Directions for this task
Report how many lines in the records below hold "left", with no other output.

★ ★ ★ ★

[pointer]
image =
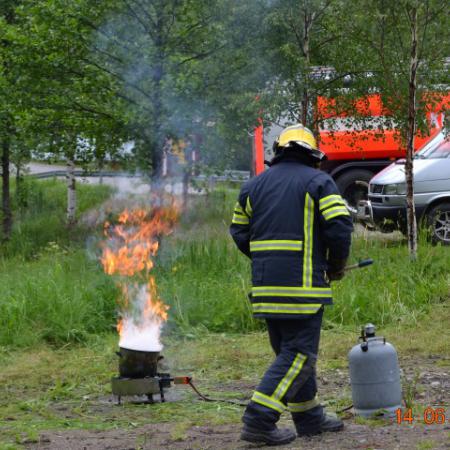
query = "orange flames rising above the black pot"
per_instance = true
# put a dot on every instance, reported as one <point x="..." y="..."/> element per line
<point x="128" y="253"/>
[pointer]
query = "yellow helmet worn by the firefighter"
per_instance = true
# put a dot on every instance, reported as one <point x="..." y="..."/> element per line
<point x="301" y="138"/>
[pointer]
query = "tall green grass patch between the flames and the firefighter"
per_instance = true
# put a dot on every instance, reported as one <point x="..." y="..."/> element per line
<point x="206" y="283"/>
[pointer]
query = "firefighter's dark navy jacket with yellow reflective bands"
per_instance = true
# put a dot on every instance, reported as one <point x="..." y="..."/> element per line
<point x="290" y="220"/>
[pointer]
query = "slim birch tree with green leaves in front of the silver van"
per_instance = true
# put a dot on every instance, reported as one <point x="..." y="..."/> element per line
<point x="398" y="50"/>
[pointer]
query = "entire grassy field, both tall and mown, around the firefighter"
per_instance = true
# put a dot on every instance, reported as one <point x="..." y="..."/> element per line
<point x="57" y="313"/>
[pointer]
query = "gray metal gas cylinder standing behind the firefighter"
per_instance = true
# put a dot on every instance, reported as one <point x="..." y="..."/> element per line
<point x="374" y="375"/>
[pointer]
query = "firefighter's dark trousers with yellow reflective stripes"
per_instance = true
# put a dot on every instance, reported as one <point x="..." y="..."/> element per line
<point x="290" y="382"/>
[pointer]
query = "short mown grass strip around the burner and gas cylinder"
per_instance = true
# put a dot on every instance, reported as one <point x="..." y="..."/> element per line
<point x="69" y="388"/>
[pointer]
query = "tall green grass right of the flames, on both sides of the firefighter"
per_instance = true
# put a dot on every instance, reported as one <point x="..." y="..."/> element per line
<point x="206" y="280"/>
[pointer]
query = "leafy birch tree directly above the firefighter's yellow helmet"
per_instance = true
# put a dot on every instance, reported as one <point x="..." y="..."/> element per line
<point x="299" y="35"/>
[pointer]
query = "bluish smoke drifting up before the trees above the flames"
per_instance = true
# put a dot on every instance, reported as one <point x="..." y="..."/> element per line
<point x="191" y="76"/>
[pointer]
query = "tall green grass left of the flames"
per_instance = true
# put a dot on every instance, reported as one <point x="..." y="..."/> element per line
<point x="58" y="298"/>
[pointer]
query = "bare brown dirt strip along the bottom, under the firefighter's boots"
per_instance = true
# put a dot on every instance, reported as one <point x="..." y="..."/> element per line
<point x="227" y="437"/>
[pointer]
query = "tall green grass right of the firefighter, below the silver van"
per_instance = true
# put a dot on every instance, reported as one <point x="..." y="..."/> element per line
<point x="393" y="290"/>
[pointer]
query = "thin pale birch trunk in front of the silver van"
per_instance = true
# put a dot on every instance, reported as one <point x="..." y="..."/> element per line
<point x="411" y="130"/>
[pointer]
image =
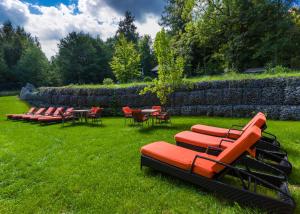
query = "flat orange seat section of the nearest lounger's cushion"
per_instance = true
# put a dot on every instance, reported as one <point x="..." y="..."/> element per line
<point x="179" y="157"/>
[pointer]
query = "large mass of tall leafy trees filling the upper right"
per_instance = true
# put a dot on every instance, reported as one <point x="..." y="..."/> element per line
<point x="218" y="35"/>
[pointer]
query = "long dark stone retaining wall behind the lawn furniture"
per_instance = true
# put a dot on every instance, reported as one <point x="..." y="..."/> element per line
<point x="279" y="98"/>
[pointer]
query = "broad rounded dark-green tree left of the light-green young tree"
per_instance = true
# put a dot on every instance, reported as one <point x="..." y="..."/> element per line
<point x="82" y="59"/>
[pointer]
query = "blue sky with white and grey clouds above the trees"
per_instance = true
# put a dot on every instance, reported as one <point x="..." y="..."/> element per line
<point x="52" y="20"/>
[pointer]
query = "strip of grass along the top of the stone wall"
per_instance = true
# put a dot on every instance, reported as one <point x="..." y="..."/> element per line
<point x="227" y="76"/>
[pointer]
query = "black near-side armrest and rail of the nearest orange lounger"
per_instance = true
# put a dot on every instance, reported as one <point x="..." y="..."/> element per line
<point x="239" y="173"/>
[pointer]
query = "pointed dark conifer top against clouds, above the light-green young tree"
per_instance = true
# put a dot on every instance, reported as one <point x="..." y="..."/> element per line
<point x="127" y="28"/>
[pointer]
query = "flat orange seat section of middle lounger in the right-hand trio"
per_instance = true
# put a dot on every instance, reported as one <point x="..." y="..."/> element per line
<point x="201" y="140"/>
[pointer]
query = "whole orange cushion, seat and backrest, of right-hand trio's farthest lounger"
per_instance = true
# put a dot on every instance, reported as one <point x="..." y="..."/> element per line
<point x="258" y="120"/>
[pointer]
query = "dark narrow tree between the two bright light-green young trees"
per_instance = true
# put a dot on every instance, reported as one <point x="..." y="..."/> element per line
<point x="147" y="55"/>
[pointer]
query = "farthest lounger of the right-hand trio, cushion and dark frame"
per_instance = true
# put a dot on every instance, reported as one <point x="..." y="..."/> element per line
<point x="268" y="140"/>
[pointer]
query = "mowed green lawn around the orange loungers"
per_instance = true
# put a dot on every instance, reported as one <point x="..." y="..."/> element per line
<point x="96" y="169"/>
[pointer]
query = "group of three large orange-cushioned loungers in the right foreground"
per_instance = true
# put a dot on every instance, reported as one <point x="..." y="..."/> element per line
<point x="244" y="164"/>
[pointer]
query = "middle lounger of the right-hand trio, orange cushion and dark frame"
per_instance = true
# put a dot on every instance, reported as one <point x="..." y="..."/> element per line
<point x="201" y="142"/>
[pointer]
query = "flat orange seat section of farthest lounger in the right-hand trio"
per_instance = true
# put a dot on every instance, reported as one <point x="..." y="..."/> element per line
<point x="215" y="131"/>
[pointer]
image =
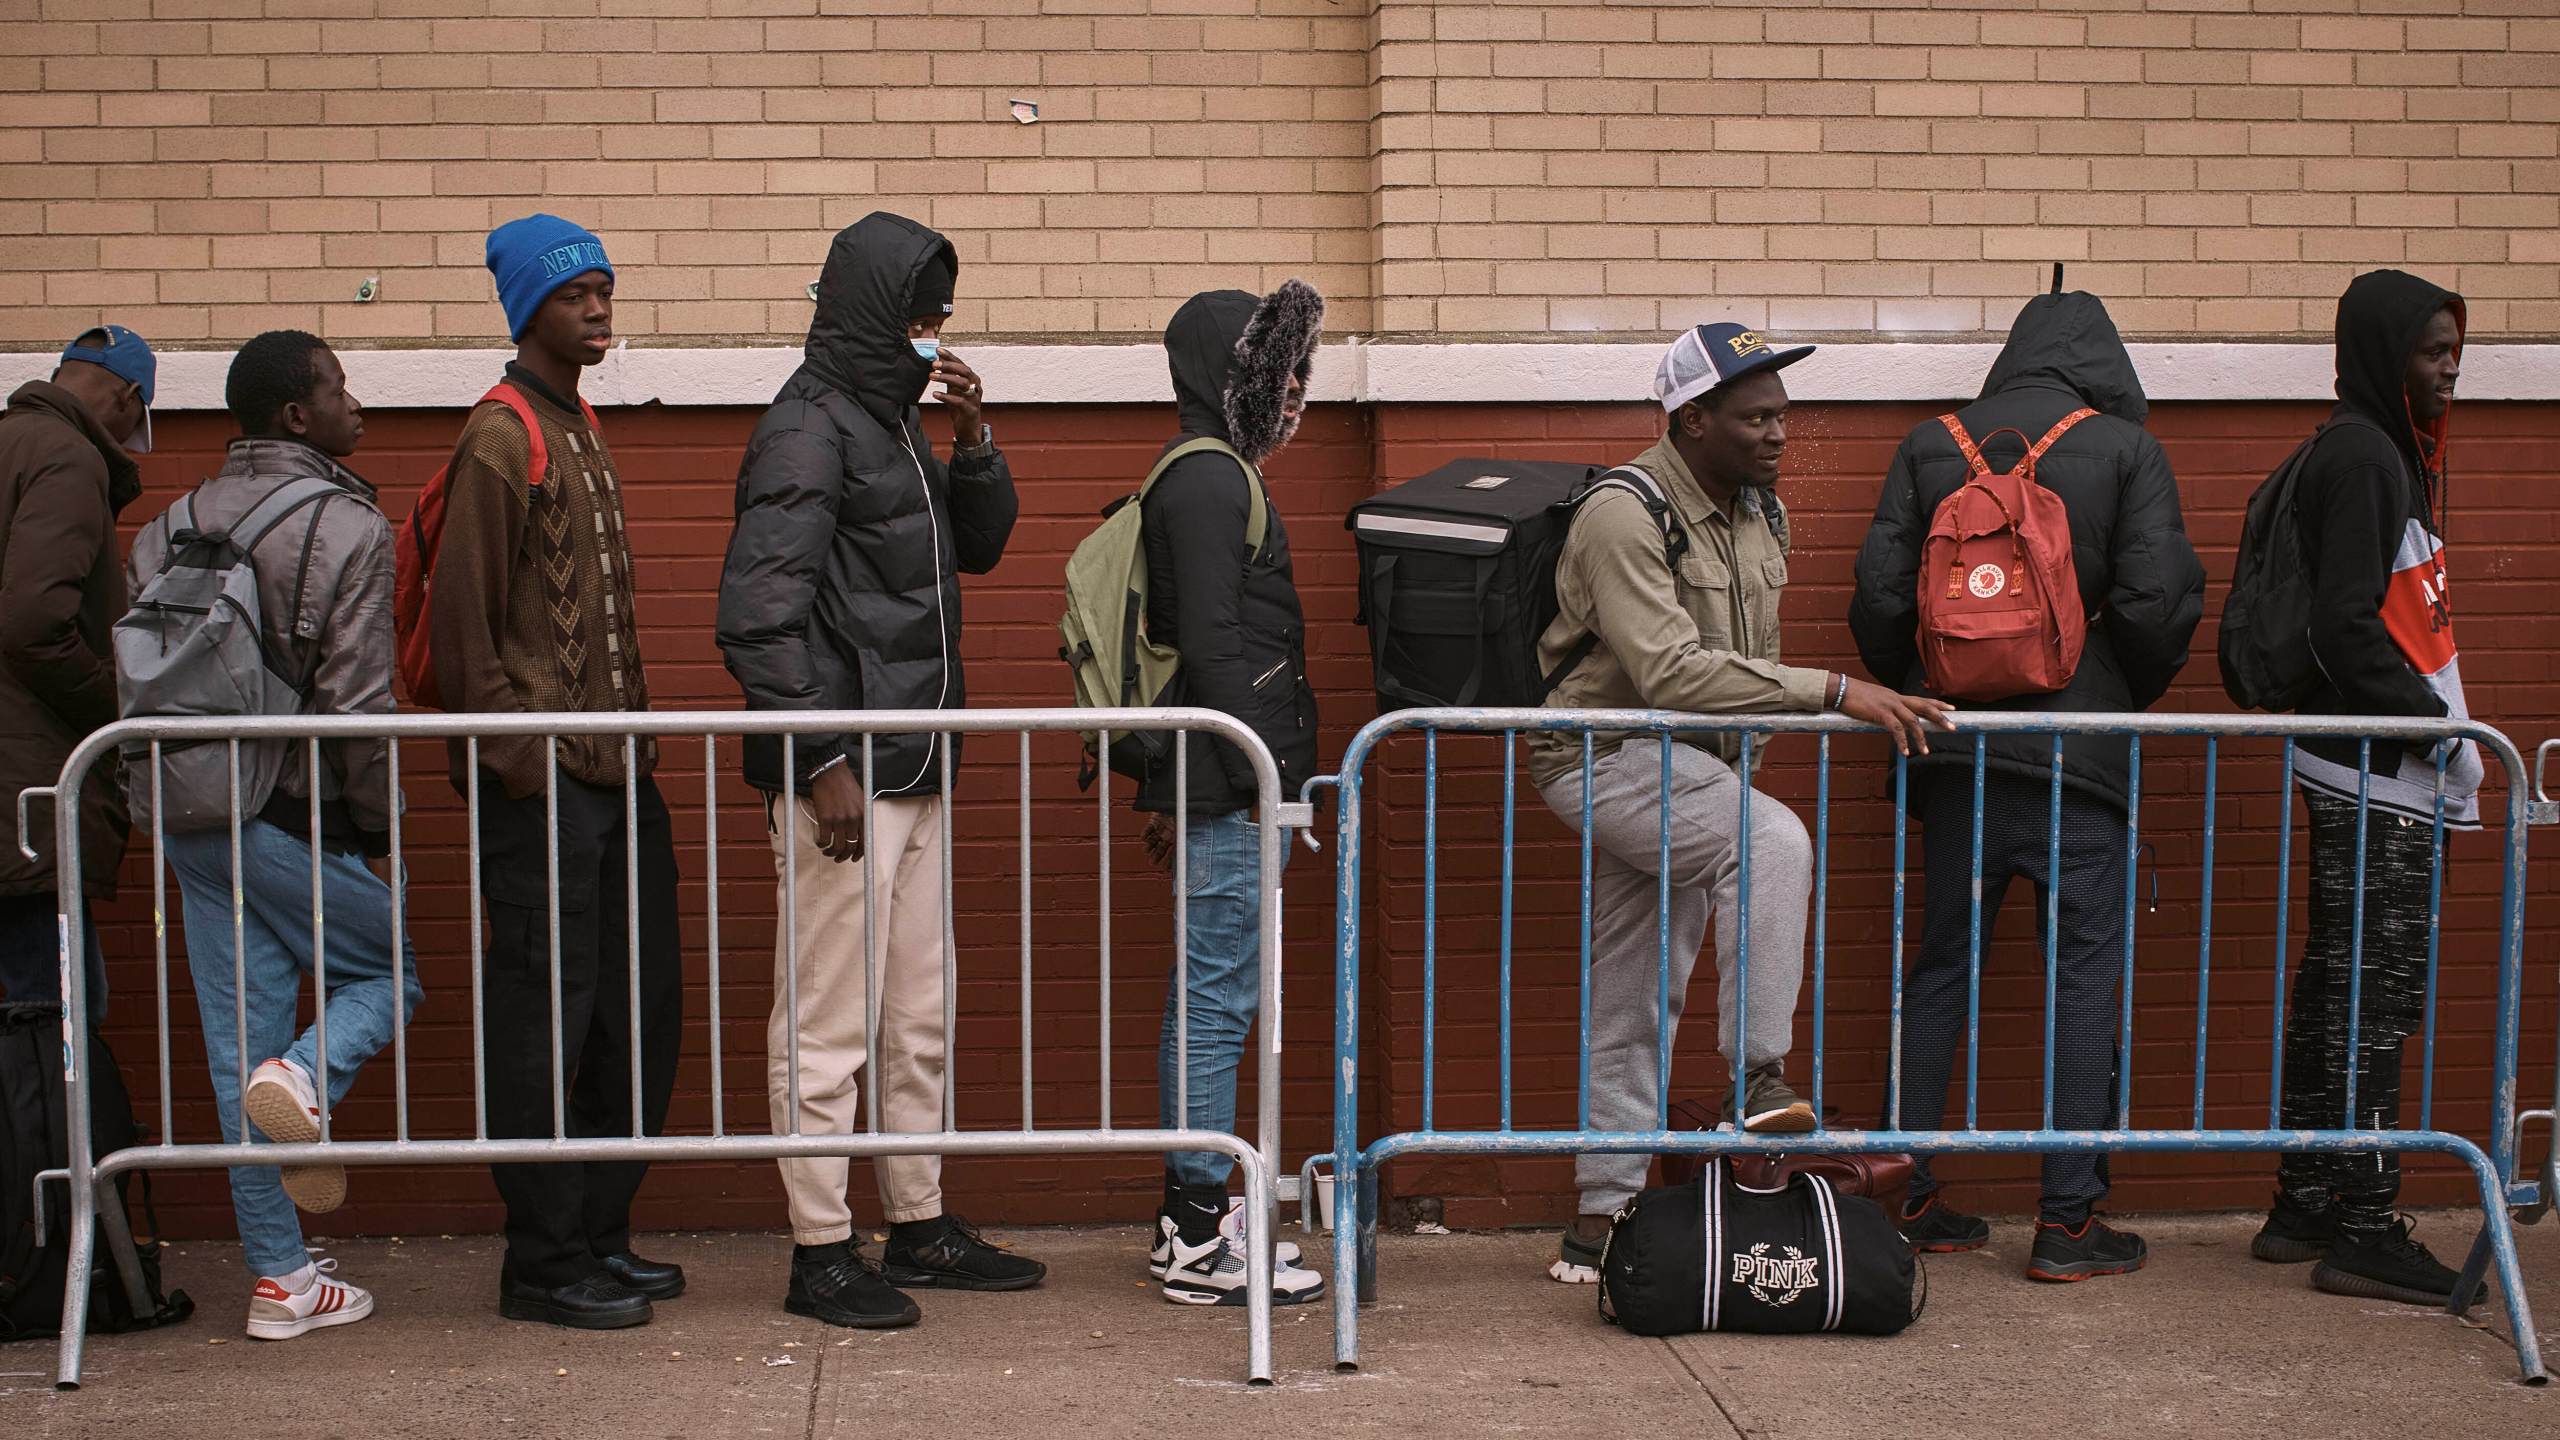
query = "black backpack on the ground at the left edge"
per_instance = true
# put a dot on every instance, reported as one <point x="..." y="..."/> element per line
<point x="35" y="1139"/>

★ ★ ★ ★

Response below
3